*Task to carry out*
Repeat verbatim the records beginning with the line that contains "Compliance review item #7: evidence of spectator" and ending with the line that contains "[293, 9, 369, 88]", both lines included.

*Material for the task*

────────────────────

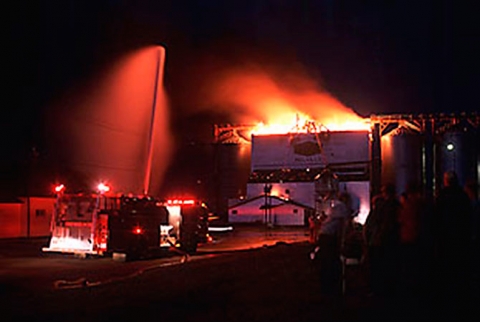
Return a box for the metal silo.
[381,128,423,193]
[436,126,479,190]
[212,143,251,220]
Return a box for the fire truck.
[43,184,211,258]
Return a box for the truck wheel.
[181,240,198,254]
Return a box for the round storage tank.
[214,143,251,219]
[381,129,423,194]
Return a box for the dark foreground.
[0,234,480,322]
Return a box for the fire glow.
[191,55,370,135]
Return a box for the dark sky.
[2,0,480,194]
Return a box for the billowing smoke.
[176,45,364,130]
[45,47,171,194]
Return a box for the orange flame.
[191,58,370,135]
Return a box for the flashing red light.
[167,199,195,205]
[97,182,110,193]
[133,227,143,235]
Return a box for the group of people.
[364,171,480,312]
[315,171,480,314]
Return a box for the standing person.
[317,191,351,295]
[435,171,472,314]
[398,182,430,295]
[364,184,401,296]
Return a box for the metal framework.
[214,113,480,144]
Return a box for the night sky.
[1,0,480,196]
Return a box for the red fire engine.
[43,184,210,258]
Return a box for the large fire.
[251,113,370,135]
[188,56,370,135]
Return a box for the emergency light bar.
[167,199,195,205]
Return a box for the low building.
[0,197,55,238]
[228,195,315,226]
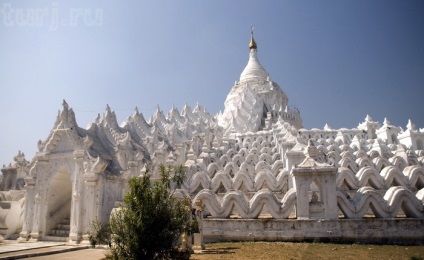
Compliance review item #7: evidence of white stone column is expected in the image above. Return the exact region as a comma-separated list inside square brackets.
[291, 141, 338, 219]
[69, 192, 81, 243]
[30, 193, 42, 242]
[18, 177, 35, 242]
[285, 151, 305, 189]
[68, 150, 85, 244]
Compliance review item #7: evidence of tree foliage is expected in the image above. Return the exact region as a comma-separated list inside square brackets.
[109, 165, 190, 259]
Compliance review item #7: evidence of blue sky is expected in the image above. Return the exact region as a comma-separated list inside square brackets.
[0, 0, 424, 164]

────────────────────

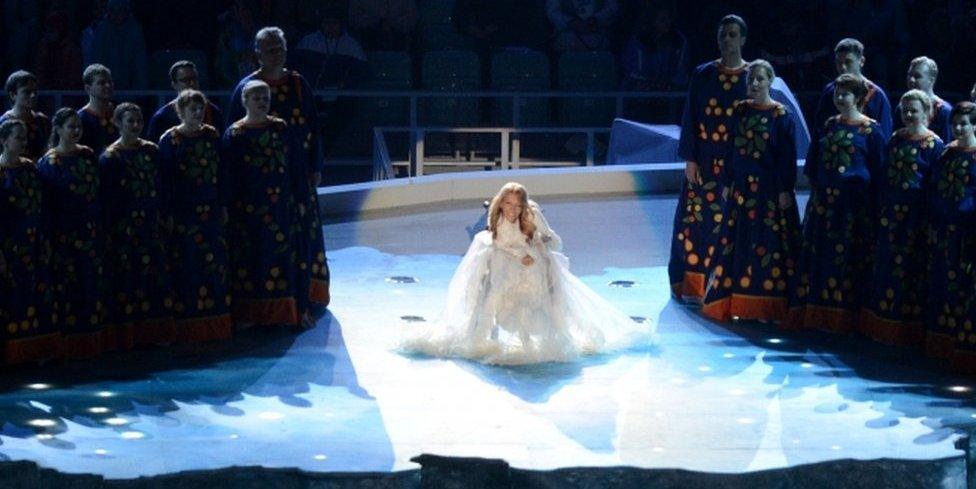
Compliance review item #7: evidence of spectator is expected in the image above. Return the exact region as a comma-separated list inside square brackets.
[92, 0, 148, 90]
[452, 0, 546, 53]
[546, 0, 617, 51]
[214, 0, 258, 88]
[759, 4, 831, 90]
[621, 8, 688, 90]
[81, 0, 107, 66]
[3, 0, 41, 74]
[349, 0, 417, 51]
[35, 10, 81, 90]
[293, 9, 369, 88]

────────────────────

*Worked solution*
Compliance review item #7: evidence of spectator is expected in the image above. Return the exact region as a comma-separated list inside square brackets.
[92, 0, 148, 90]
[452, 0, 546, 53]
[546, 0, 617, 51]
[214, 0, 258, 88]
[759, 4, 831, 90]
[621, 8, 688, 90]
[81, 0, 107, 66]
[3, 0, 41, 74]
[349, 0, 417, 51]
[35, 10, 81, 90]
[293, 9, 369, 88]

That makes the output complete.